*TASK*. Everything in the listing except the pictures should be written out exactly.

*INFORMATION PROVIDED*.
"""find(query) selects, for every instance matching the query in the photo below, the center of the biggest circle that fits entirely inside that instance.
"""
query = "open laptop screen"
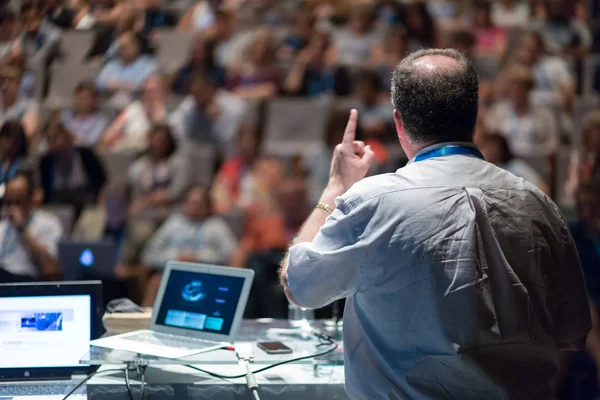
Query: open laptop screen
(44, 331)
(200, 301)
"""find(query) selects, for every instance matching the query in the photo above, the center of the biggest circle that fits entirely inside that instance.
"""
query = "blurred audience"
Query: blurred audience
(130, 129)
(129, 70)
(257, 76)
(264, 244)
(13, 105)
(13, 150)
(70, 175)
(193, 235)
(495, 150)
(85, 121)
(209, 114)
(314, 71)
(160, 177)
(232, 177)
(585, 162)
(531, 131)
(202, 59)
(28, 236)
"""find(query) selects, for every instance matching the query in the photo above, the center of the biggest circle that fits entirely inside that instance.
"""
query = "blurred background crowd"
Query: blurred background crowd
(203, 130)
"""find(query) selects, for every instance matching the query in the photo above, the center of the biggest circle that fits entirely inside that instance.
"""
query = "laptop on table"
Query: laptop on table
(198, 309)
(45, 328)
(79, 259)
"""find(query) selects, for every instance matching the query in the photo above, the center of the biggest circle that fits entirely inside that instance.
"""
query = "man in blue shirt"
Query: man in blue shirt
(462, 279)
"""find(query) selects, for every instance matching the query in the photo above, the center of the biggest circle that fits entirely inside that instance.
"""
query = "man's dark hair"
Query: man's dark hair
(440, 105)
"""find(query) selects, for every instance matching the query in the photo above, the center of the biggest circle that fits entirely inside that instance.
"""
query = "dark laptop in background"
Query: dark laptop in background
(45, 328)
(79, 259)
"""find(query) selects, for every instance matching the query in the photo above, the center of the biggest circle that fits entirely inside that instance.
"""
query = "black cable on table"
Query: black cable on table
(90, 376)
(215, 375)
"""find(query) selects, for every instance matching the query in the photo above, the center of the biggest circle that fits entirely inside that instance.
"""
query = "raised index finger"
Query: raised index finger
(350, 131)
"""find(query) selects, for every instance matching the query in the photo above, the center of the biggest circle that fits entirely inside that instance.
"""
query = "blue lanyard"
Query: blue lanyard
(449, 150)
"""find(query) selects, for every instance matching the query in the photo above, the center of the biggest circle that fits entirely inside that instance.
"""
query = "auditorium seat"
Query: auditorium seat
(295, 125)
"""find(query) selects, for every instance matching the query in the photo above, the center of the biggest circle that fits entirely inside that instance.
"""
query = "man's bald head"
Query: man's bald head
(435, 93)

*THE RESULT*.
"""find(query) selects, for every instance matching the query in the photo below, the center of the biggest circle that fits entirely inside that instance.
"""
query = "open laptop screen"
Query: open laptop screen
(44, 331)
(200, 301)
"""find(query) selects, for every instance matching the query in the photo above, the center of the biggest circle that fits entirely inside that instance.
"""
query = "blurred audience"
Query: blurred audience
(130, 129)
(129, 70)
(257, 76)
(264, 244)
(13, 105)
(13, 150)
(70, 175)
(193, 235)
(495, 150)
(85, 121)
(209, 114)
(314, 71)
(160, 177)
(232, 177)
(585, 162)
(531, 131)
(202, 59)
(28, 236)
"""find(query) selects, for every instance matching the query in the photo above, the center of the biggest circle that fits entirely inside that instance.
"""
query = "blurred background crowd"
Query: blurred background crowd
(203, 130)
"""find(query) selects, for every instance matching the query in the photo above, the center of the biggest circle that fits entirely inside that instance.
"""
query = "laptop on table"
Query: laptop on table
(198, 309)
(45, 328)
(79, 259)
"""find(query) selects, for every instance matching the query in the photo above, the center of the biggest circle that fits entirely inside that instance.
"""
query = "man in blue shirt"
Query: man in blue shirt
(462, 279)
"""find(query) selects, for every instance matching the query in the photo above, the center of the biggest circle that fits entirely inside that instance.
"""
query = "man's dark hair"
Query: man's dark hair
(440, 105)
"""find(query) selects, for every instance matching the query in the photo above, the center of the biggest circle that fits entirely inside that instance.
"""
query = "dark laptop in background"
Query: dark laptop in background
(45, 328)
(79, 259)
"""find(query) selects, for every instance matching the query in the photo above, the center of the biggest circle that fits entirely inside that instance.
"""
query = "black cable on table"
Query: black cable on table
(90, 376)
(215, 375)
"""find(query) selects, for every instance matching the query in the photo above, the center of the biggest circle that fits entirely inside that instance.
"""
query = "raised index finger"
Query: raised index finger
(350, 131)
"""find(query) selects, for every instance matching the query in the photo above, the center of the biggest circle that fits entirely inside that instance.
"""
query = "blue lanyard"
Query: blue lanyard
(449, 150)
"""find(query) selects, for every instance matching the query in the photo above, the center of the biggest circle that fits entirely inside that instance.
"""
query = "auditorium seat"
Query: auditorium seat
(295, 125)
"""find(query) selects, for every instance matching the query in the photo above, the center of the biggest circle that fits entirely inside that instance.
"""
query = "man's bald head"
Query: man's bald head
(435, 93)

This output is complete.